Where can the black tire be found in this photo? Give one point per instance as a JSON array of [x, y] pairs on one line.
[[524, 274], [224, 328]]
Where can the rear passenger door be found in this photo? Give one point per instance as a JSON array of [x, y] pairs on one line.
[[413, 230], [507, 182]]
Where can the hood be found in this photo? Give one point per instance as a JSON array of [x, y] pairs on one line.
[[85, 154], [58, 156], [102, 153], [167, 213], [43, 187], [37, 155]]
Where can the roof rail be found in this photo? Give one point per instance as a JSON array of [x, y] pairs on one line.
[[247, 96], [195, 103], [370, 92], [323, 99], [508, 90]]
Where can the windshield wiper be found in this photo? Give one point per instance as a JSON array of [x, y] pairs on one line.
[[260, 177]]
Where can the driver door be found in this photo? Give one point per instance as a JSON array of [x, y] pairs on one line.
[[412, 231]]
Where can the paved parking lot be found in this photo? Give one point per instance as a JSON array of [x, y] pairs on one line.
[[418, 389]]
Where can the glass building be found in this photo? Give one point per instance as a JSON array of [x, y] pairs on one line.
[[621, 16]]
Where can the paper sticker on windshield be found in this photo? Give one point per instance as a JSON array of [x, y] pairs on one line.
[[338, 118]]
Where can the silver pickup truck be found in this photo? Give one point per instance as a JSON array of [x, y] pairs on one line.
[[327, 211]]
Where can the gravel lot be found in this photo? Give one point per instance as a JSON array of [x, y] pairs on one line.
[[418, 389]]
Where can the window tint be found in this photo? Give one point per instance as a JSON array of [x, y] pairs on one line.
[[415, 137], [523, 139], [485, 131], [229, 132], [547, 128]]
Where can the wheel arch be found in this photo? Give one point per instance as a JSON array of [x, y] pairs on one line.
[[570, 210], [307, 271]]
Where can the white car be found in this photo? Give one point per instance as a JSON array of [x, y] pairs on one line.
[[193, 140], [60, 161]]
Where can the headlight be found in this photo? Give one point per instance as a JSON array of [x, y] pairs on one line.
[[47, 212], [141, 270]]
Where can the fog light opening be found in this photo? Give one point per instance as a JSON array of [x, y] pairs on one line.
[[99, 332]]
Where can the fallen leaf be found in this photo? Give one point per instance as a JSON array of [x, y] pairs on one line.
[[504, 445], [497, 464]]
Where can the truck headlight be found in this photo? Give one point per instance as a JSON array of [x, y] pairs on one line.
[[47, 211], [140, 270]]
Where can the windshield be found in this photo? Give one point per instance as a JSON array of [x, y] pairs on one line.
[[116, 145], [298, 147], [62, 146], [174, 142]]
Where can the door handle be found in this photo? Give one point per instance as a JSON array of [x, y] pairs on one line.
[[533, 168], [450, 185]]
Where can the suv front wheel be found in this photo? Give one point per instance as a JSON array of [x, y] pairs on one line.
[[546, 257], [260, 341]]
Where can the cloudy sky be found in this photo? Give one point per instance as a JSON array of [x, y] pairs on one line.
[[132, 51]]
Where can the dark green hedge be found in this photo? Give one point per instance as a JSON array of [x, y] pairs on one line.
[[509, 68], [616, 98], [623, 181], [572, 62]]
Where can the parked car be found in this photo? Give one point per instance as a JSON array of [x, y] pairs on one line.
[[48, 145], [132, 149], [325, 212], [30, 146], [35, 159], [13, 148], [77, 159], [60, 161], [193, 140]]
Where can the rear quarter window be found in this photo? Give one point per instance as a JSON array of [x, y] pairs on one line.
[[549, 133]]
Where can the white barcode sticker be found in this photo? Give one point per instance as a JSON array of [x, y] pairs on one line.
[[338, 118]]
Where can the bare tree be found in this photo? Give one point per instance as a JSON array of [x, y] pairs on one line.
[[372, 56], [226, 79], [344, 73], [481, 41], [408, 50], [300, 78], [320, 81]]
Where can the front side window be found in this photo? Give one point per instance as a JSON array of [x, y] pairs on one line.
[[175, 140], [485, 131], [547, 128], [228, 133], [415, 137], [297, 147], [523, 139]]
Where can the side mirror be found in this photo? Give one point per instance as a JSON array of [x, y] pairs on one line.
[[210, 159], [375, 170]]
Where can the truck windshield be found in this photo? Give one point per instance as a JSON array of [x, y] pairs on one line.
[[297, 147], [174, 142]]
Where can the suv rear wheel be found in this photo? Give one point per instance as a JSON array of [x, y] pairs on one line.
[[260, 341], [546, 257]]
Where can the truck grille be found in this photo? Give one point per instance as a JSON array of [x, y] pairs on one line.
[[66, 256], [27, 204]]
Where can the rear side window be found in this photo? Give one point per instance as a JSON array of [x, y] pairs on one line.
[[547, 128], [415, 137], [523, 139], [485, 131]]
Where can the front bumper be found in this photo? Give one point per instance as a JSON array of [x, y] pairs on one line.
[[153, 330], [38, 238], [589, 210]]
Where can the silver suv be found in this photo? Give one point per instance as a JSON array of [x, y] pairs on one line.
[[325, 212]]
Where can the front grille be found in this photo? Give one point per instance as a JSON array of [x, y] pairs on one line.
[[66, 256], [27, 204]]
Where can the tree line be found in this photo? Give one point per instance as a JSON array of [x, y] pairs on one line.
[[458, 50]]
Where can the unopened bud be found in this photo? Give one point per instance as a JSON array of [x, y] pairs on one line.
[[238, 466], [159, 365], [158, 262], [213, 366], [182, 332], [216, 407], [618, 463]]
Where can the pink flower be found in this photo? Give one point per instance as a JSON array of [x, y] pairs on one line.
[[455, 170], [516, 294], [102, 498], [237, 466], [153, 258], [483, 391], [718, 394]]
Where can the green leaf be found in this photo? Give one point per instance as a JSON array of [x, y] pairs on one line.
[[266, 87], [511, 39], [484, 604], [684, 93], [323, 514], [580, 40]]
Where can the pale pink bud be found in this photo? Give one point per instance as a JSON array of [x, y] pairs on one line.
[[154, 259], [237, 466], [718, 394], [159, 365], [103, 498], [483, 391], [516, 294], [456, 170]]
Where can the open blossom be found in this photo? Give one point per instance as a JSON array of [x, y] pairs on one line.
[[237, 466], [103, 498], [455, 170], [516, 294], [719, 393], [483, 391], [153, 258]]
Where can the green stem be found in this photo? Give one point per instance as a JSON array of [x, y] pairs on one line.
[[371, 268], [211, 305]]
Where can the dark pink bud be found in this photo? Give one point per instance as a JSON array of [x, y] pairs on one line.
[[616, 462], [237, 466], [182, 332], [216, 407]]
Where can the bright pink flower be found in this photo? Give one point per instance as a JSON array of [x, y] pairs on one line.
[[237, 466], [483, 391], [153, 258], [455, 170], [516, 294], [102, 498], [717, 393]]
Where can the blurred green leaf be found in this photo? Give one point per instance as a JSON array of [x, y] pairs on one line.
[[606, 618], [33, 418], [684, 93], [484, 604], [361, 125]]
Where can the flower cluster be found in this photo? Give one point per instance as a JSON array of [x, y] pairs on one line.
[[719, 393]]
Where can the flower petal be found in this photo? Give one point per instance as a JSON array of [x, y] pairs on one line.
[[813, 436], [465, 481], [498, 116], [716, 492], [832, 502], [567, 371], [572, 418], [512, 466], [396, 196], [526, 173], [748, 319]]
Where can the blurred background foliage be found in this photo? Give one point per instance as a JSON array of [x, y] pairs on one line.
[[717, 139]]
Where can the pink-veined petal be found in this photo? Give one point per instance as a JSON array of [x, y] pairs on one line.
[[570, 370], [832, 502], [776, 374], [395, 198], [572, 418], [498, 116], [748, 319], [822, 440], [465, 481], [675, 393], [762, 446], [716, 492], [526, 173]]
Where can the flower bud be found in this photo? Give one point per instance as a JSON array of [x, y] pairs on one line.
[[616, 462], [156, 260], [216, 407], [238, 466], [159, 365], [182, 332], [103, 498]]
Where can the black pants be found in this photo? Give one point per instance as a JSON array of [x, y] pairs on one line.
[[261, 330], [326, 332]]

» Exercise requirements
Copy out all the records exactly.

» Reply to the exercise
Where can the black tire be found in this photo? Give one point per instance as a JSON array of [x, y] pairs on one line.
[[524, 274], [224, 328]]
Where can the rear passenger door be found in this photo? Give one point per instance as a JSON array of [x, y] pairs on one line.
[[413, 230], [507, 182]]
Where can the hood be found in this photo? Give one point per instance as a JSON array of [x, y] pairs on one line.
[[85, 154], [58, 156], [102, 153], [167, 213], [43, 187], [37, 155]]
Where can the roof rail be found in this photo? Give one point per instance as a JSON array of [x, y] pairs on one line.
[[247, 96], [195, 103], [370, 92], [323, 99], [508, 90]]
Where can the windshield wiper be found in this photo? Give one point per instance as a JSON array of [x, y] pairs on one line.
[[260, 177]]
Where can the driver door be found in this photo? Give one point per instance as a JSON array of [x, y] pairs on one line.
[[412, 231]]
Where can the paved parking lot be found in this photo? Give one point per instance as a JSON array of [x, y] pairs on one line.
[[418, 389]]
Where can the glass building be found in this photo? Give one point per instance as a JSON array of [x, y] pairs on one line.
[[621, 16]]
Where can the paper sticker on windshield be found in this photo? Give one point per instance as a JSON array of [x, y] pairs on one line.
[[338, 118]]
Where can the silver pickup truck be found in this photo? Give one point per instance as a JSON array of [x, y] pairs on one line.
[[327, 211]]
Where can the gravel lot be found in this photo? Give one point per instance as a JSON array of [x, y] pairs on one line.
[[418, 389]]
Where can the window tint be found in this photo? Give one point per instance as a JSON array of [x, y] pairs on one line.
[[415, 137], [523, 139], [485, 131], [229, 132], [547, 128]]
Where can the wheel arch be found in this photo? Give one point per instance as a JSON array of [x, y] pairs on one line.
[[570, 210], [307, 271]]
Where can the white car be found in this photo? Give one point per instance as a JSON array of [x, y] pairs on one line.
[[193, 140], [60, 161]]
Where can the headlight be found in this photo? Give one point per instance as a JSON array of [x, y] pairs on one line.
[[47, 212], [141, 270]]
Where can the fog light opening be found in this photo? Give one point per instance as a JSON array of [x, y] pairs on one line.
[[99, 332]]
Where can the fallen leaf be found in this photo? Give one point per instance as a JSON array of [x, y] pairs on one line.
[[504, 445], [497, 464]]
Where can the truck headlight be found in this photo? Give one point per instance as a JSON array of [x, y] pairs on one line.
[[47, 211], [140, 270]]
Where can the windshield be found in this photo? Give one point per instance as a JSON array of [x, y] pairs on one line.
[[116, 145], [298, 147], [62, 146], [174, 142]]
Where can the door handle be found in this photo? Give one point per instance as a JSON array of [x, y] pairs on one line.
[[533, 168], [450, 185]]
Where can the suv front wheel be found in this photo? Give one point per instance as a JSON array of [x, y] pairs on one line.
[[546, 257], [260, 341]]
Where can the cloudy sky be found in this photo? Give one point per instance as a JSON array of [x, y] pairs on one line.
[[132, 51]]
Where can the dark green hedge be found in this photo? Give one point per instance as a JSON array of [x, y] pairs on one line.
[[509, 68], [616, 98], [623, 181], [572, 62]]
Where can the parked car be found in this photo? Give one point per instance as a JSON array of [x, y] pairs on one line.
[[48, 145], [132, 149], [325, 212], [30, 146], [35, 159], [13, 148], [77, 159], [60, 161], [193, 140]]
Where can the rear quarter window be found in this photo? Give one point per instance as a JSON array of [x, y] pairs on one line.
[[549, 133]]
Where can the white barcode sticker be found in this photo? Give one point per instance as a JSON array of [x, y] pairs on one line.
[[338, 118]]
Where can the bare tree be found in this photo? Give one point per instance as a JSON array of [x, y] pairs on one line.
[[372, 56], [226, 79], [344, 73], [481, 41], [408, 50], [300, 78], [320, 81]]
Where can the front side window be found in this photo? Give one point per instance as a JSON array of [x, y] pairs on one line.
[[175, 140], [485, 131], [547, 128], [228, 133], [415, 137], [297, 147], [523, 139]]
Where can the side mirror be found in this photo? Give one point per instance as a JSON array of [x, y] pairs on one line.
[[210, 159], [375, 170]]
Where can the truck windshield be found in this photo? Give one point per instance as a JSON array of [x, y] pairs on one line.
[[297, 147], [174, 142]]
Where can the suv rear wheel be found in this photo? Give one point per instance as a JSON array of [x, y] pairs on one line.
[[260, 341], [546, 257]]
Where can the truck grille be found in this photo? Give one point per instance as a JSON array of [x, y] pairs on one line.
[[66, 256], [27, 204]]
Where can the rear side window be found in this photo? Give one point per instance as a JSON array of [x, y] pairs on one line.
[[547, 128], [415, 137], [523, 139], [485, 131]]
Where can the front bumper be found in this photo? Give one point per instance as a JSON array of [x, y] pairs on one line.
[[153, 330], [38, 238], [589, 210]]
Where can the silver suv be found in this photo? Give one point per instance as a JSON array of [x, y] pairs on one line.
[[325, 212]]
Where can the front grille be found in this photo? Give one point per instance as a JSON array of [x, y] pairs on one line.
[[66, 256], [27, 204]]
Where can the tree line be found in this photo? Give one point per instance as a JSON array of [x, y] pairs on one line.
[[458, 50]]
Where can the unopened bud be found in this photo? Give one point per instance as a JSON array of [x, y] pairs on one line.
[[238, 466], [159, 365], [158, 262], [213, 366], [182, 332], [216, 407], [618, 463]]
Where can the pink flower be found in this photo? Give one point per instance as a JSON array of [x, y] pairs on one line.
[[455, 170], [516, 294], [102, 498], [237, 466], [153, 258], [483, 391], [718, 394]]
Where can the green leaf be found in this photo? Give one point per instance as a JSON array of [x, y] pairs on one line.
[[266, 87], [511, 39], [484, 604], [684, 93], [323, 514], [580, 40]]
Where can the pale pink bud be found in this photo? Give one point per instance as a JSON array of [x, y] pairs on one line.
[[154, 259], [237, 466], [718, 394], [159, 365], [103, 498], [483, 391], [516, 294], [456, 170]]
Where can the open blossom be found in this photo? Give one point per instance as a JSON array of [x, y] pairs on one line.
[[237, 466], [103, 498], [455, 170], [516, 294], [719, 393], [483, 391], [153, 258]]
Where can the green stem be found in this photo? Give one point per instance as a JSON array of [x, y] pairs on one line.
[[371, 268], [211, 305]]
Where can the dark pink bud be found in this photo? Give one point per instance as a JSON array of [x, y] pairs on one line.
[[616, 462], [237, 466], [182, 332], [216, 407]]
Where can the bright pink flower be found in this photo? Give one point per instance as a JSON array of [x, y] pairs on one line.
[[237, 466], [483, 391], [153, 258], [455, 170], [516, 294], [102, 498], [717, 393]]
Where can the blurred green leaf be found in this photo? Give one point per instance as a JSON array of [x, y] pairs on one line.
[[606, 618], [33, 418], [684, 93], [484, 604], [361, 125]]
Where can the flower cluster be found in this photo? Give one point per instance as a JSON array of [x, y] pairs on one line.
[[719, 393]]
Where can the flower petal be found in this photo? Give one point per instance as a JSON array of [x, y] pairs on one line.
[[813, 436], [465, 481], [498, 116], [716, 492], [832, 502], [567, 371], [572, 418], [512, 466], [396, 196], [526, 173], [748, 319]]
Where can the blurred background foliage be found in this photo? Give one point per instance as a JSON array of [x, y] pairs on one line.
[[717, 139]]
Where can the pink-veined petal be found in this photo? Give one point per instance as a JSON array of [x, y] pairs on one line.
[[570, 370], [832, 502], [776, 374], [395, 198], [572, 418], [498, 116], [748, 319], [822, 440], [465, 481], [675, 393], [762, 446], [716, 492], [526, 173]]
Where can the flower bud be found in this photo? Give one point per instance as a JSON array of [x, y] pairs on one line.
[[616, 462], [156, 260], [216, 407], [238, 466], [159, 365], [182, 332], [103, 498]]
Where can the black pants be found in this photo? Give one point per instance as a JSON array of [x, y] pairs on one line.
[[261, 330], [326, 332]]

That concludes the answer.